# start of LISTED ENTRIES

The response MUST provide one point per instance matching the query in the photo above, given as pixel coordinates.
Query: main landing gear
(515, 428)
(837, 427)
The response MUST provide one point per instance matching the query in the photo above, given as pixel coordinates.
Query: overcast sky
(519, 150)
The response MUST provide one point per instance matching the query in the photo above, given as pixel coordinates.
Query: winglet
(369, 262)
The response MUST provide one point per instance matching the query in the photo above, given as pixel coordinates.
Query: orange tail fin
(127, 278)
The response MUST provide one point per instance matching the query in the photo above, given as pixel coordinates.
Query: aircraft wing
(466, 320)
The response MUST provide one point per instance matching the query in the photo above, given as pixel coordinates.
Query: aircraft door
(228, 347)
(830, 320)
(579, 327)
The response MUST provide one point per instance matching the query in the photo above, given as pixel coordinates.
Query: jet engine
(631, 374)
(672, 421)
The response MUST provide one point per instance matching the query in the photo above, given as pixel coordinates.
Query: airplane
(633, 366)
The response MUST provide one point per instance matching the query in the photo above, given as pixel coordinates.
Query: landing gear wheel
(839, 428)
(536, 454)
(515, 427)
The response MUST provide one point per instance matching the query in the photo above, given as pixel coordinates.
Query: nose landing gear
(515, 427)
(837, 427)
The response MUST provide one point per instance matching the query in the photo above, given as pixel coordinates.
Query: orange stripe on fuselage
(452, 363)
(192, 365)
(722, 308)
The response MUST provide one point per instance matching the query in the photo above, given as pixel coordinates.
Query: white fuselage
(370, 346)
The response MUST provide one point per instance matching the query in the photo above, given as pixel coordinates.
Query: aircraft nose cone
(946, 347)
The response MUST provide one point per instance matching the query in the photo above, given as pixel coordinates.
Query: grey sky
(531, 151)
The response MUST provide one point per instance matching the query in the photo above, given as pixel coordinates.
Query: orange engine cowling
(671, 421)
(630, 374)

# end of LISTED ENTRIES

_TO BE DONE_
Restate the data above word for word, please.

_COMPLETE ANSWER_
The response MUST provide one point per instance matching the query in the photo above, given as pixel coordinates.
Query: main landing gear
(515, 428)
(837, 427)
The response MUST provide one point per instance matching the query in the photo above, given as pixel coordinates.
Query: overcast sky
(519, 150)
The response MUST provide one point per instance matching the query in the photo above, given as pixel coordinates.
Query: winglet
(369, 262)
The response MUST provide one point per instance matching the query in the photo above, given as pixel coordinates.
Query: orange tail fin
(127, 278)
The response MUST provide one point per instance matching the query in the photo above, given as pixel coordinates.
Query: aircraft wing
(466, 320)
The response MUST provide one point per instance matching the query in the photo above, given as pixel coordinates.
Query: aircraft door
(228, 347)
(830, 320)
(579, 327)
The response MUST provide one point per instance matching the query in the photo above, given as pixel coordinates.
Query: jet engine
(631, 374)
(672, 421)
The response MUST provide one point per instance matching the query in the photo above, given as pixel coordinates.
Query: airplane
(633, 366)
The response MUST provide one point per instance matching the query in the photo above, given as pixel coordinates.
Query: landing gear wheel
(839, 428)
(536, 454)
(515, 427)
The response MUST provide one point per instance matching the query in the photo above, given as pixel coordinates.
Query: nose landing gear
(515, 427)
(837, 427)
The response MUST provide one point per instance matching the query in the photo above, given as pixel coordinates.
Query: orange stripe on fuselage
(452, 363)
(192, 365)
(722, 308)
The response MUST provide one point per instance matching the query in the photo above, given as pixel coordinates.
Query: white fuselage
(370, 346)
The response MUST provide one point per instance matching the query in the photo above, given as pixel coordinates.
Query: aircraft nose cone
(946, 347)
The response MUST provide one point per instance matching the query in the photo above, given as pixel coordinates.
Query: grey sky
(531, 151)
The response MUST provide one point per instance matching the query in the photo above, given as pixel coordinates.
Query: orange engine cowling
(671, 421)
(630, 374)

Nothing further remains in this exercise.